Problem to work on »
Every entry must be output exactly as it is written.

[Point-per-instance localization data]
____
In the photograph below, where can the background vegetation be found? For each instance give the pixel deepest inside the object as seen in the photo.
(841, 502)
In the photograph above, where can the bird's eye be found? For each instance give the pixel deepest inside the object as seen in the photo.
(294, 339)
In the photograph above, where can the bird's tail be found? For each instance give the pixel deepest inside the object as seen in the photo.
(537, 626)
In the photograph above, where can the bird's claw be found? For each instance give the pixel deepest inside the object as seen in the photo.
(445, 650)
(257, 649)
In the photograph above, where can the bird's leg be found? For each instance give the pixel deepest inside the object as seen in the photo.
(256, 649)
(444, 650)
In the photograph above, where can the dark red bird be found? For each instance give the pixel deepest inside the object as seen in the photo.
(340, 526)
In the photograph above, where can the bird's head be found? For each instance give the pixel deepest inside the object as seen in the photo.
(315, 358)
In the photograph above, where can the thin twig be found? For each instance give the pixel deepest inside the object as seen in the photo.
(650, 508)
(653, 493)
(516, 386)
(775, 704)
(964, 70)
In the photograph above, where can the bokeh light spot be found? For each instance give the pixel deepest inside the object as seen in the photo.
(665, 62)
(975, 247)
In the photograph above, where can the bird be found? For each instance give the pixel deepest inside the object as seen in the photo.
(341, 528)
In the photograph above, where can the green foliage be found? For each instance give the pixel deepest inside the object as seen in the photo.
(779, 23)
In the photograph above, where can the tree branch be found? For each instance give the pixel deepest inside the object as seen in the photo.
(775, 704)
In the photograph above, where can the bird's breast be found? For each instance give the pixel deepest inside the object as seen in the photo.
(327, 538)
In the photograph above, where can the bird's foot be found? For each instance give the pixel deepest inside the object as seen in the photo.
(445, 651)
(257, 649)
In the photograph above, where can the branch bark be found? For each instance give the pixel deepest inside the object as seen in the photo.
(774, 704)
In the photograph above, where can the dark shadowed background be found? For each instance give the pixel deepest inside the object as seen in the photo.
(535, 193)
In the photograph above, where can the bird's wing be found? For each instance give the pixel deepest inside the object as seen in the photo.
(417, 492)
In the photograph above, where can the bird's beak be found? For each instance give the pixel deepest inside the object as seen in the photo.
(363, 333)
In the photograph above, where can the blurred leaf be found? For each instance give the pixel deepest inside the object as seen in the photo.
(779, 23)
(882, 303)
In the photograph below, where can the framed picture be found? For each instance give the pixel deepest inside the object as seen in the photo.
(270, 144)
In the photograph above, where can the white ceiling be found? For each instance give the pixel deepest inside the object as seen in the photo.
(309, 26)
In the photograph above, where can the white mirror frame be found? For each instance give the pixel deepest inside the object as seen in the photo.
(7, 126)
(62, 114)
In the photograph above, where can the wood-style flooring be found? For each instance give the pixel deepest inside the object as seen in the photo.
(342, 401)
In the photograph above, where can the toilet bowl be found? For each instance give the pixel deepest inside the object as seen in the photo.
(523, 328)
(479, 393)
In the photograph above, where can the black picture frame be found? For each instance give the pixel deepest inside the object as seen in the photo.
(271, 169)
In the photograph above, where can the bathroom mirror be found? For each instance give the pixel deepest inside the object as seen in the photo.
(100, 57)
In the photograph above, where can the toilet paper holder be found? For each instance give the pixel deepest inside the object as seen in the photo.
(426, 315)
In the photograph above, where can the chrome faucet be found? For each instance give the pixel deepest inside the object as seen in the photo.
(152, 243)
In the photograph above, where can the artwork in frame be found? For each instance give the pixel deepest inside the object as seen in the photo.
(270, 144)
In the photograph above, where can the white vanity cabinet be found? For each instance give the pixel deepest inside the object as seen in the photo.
____
Output for this exercise »
In the photograph below, where can the background vegetation be found? For each instance give the pixel deepest inside the object as seen in the photo.
(841, 502)
In the photograph above, where can the bird's eye be found? For each instance give the pixel deepest inside the object as seen in the photo.
(294, 339)
In the photograph above, where can the bird's tail be found? For each instance give the pixel deepest inside the object as seen in the photo.
(537, 626)
In the photograph above, where can the bird's claw be found? For each instance give the pixel deepest inside the object as seen in the photo.
(445, 650)
(257, 649)
In the photograph above, where can the bird's leg be found? For each instance give the pixel deepest inside the object as seen in the photo.
(256, 649)
(444, 650)
In the photograph above, where can the dark red bird be found? For each instance give the pixel deepest inside the object as seen in the photo.
(340, 526)
In the photograph above, where can the bird's head be found? For each instance give the pixel deepest inside the object as seen in the photo.
(315, 358)
In the photograph above, where can the thin twig be found? For each instance give the pixel deepest inside the object as seen in the photo.
(650, 508)
(653, 493)
(516, 386)
(775, 704)
(964, 70)
In the photograph above, where can the bokeh light spot be found? For each instance give the pixel deepest inside the object as seen in the photo.
(665, 62)
(975, 247)
In the photograph above, where can the bird be found? For each instance give the pixel deepest inside the object as seen in the photo.
(341, 528)
In the photograph above, where can the green foliage be found? For each instance give the pixel deepest inside the object as seen in the photo.
(779, 23)
In the photograph above, where can the tree branch be found? For each instance give the pixel deepest inside the object as seen in the photo.
(775, 704)
In the photograph above, where can the bird's breast be found? For each instance give the pixel deepest inside the object as seen in the photo.
(327, 538)
In the photograph above, where can the bird's foot be found? For each instance give the pixel deepest inside the object as seen in the photo.
(445, 651)
(257, 649)
In the photograph above, where can the branch bark be found? For each instance give the pixel deepest inside the object as seen in the photo.
(774, 704)
In the photograph above, where can the dark shadowed background be found? For each instance give the pixel deepest inside the object as seen in the photo.
(535, 193)
In the photograph above, where can the bird's wing be found? For each instance give the pixel deepest inside the object as seen in the photo.
(417, 492)
In the photograph above, where can the bird's beak be found? For each instance give the pixel deepest inside the object as seen in the photo.
(363, 333)
In the photograph above, where can the blurred leaf be found? For each instance give the pixel deepest inside the object as seen in the photo.
(779, 23)
(882, 303)
In the photograph below, where can the framed picture be found? For each instance give the pixel deepest inside the object as seen in the photo.
(270, 144)
In the photograph above, where can the white ceiling be found? For each instance give the pixel deepest inside the object as seen in the photo.
(309, 26)
In the photograph above, where can the white mirror frame be found? For each instance give the pixel deepest inside the object as seen in the photo.
(7, 126)
(62, 114)
In the photograph above, where can the wood-style flooring be found? For each instance give the pixel deepest inside the object as seen in the photo.
(342, 401)
In the photograph above, where can the toilet bowl be found? For each instance give the pixel deepest inside the object as seen in the photo.
(523, 328)
(479, 393)
In the photograph above, where can the black picture frame be found? For each instance give the pixel deepest inside the object as seen in the photo.
(271, 169)
In the photograph above, where can the bathroom mirror be found? For each instance give the pixel deepest inside the object as seen in the photo.
(100, 57)
In the photograph above, where can the toilet paper holder be found? For each instance give the pixel deepest inside the object as seen in the photo.
(426, 315)
In the photograph above, where can the chrome faucet be found? For each instance give the pixel deepest inside the object as seen in the photo.
(152, 243)
In the photograph above, where can the artwork in frame be found? For each instance give the pixel deepest inside the object as seen in the photo.
(270, 144)
In the photograph above, where can the white vanity cabinet be found? For each instance give the pixel deepest inside the object as seen in the photo.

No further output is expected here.